Complete the following —
- A) According to the art news text, where will the awards exhibition for the 1999 Vita Art Prize be held?
- B) Repeat the part of the art news text between "Launch of co.@rtnews" and "will be documented.", inclusive.

Selection —
● ● ● ● ● ● ●

Minnette Vári
Video still from Alien



News

Vita nominees named

The nominees for the 1999 Vita Art Prize have been announced, and the line-up is: Zwelethu Mthethwa, Jo Ractliffe, Isaac Khanyile, Robert Hodgins, Kendell Geers and Minnette Vári. The nominations are awarded for the best work exhibited in 1998. Each of the artists named will make new work for the awards exhibition, to be held at the Sandton Civic Gallery later this year, on the basis of which a final winner will be selected. After some grumbling by critics last year about a judging panel which seemed too entrenched, there are some new faces for 1999. This year's committee is Brenda Atkinson, Anthea Bristowe, Bongi Dhlomo-Mautloa, Frank Ledimo and Clive Kellner.


 

 

Launch of co.@rtnews

ArtThrob hails the February 28 launch of a new quarterly magazine on arts and culture in South Africa, on an initiative by Angolan artist Fernando Alvim and Johannesburg curator Clive Kellner. The magazine aims, says the press release, "to develop critical writing for the arts, combining established writers and critics, whilst encouraging unknown writers".

co.@rtnews, it is hoped, will prove an essential resource for artists, educators, students and professionals, and will facilitate a network of exchange between entities on the African continent and the rest of the international art world. Cultural activities and political initiatives that support arts and culture will be documented.

● ● ● ● ● ● ●

Record extracts —
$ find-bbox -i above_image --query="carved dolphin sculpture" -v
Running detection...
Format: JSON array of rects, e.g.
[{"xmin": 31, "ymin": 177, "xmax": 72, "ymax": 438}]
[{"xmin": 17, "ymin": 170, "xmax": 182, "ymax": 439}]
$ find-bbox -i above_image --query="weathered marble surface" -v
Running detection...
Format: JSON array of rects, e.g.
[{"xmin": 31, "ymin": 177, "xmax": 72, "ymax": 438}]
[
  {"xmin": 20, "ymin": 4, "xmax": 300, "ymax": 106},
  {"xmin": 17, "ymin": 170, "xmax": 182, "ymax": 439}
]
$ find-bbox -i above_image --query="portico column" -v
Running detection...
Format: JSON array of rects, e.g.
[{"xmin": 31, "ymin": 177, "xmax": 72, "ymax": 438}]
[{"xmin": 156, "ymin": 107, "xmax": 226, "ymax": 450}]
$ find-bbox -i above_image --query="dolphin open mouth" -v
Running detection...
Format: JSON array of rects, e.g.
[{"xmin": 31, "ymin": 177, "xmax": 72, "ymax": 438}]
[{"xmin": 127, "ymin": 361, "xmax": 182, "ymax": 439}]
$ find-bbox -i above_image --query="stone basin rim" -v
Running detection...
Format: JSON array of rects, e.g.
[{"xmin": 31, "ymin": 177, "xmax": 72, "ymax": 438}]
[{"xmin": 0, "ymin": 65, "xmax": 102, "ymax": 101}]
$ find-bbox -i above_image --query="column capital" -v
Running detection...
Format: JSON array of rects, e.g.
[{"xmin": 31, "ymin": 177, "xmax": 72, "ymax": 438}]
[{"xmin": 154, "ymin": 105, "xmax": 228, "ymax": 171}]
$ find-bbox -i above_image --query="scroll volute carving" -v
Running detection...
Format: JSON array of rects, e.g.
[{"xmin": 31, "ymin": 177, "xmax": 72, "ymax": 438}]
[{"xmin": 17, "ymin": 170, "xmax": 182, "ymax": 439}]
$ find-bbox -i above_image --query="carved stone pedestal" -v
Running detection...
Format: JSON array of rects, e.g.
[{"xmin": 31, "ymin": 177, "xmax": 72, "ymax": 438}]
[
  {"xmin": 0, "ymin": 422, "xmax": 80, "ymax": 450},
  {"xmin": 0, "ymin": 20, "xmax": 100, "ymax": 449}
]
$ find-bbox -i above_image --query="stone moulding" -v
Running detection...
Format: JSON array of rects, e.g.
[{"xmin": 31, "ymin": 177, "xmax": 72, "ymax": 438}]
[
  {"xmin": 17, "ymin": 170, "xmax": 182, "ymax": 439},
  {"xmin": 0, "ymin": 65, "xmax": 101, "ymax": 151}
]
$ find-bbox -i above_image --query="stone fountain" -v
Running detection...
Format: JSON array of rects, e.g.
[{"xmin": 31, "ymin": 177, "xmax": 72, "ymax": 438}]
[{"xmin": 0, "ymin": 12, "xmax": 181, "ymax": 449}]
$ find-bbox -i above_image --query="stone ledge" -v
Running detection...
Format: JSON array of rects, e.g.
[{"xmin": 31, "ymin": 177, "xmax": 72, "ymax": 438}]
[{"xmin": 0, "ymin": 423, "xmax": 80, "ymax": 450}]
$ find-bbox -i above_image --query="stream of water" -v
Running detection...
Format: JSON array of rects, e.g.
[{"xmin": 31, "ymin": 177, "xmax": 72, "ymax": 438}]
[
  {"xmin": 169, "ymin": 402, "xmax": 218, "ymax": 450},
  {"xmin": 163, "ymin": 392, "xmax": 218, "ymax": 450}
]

● ● ● ● ● ● ●

Set of answers —
- A) At the Sandton Civic Gallery.

- B)
Launch of co.@rtnews

ArtThrob hails the February 28 launch of a new quarterly magazine on arts and culture in South Africa, on an initiative by Angolan artist Fernando Alvim and Johannesburg curator Clive Kellner. The magazine aims, says the press release, "to develop critical writing for the arts, combining established writers and critics, whilst encouraging unknown writers".

co.@rtnews, it is hoped, will prove an essential resource for artists, educators, students and professionals, and will facilitate a network of exchange between entities on the African continent and the rest of the international art world. Cultural activities and political initiatives that support arts and culture will be documented.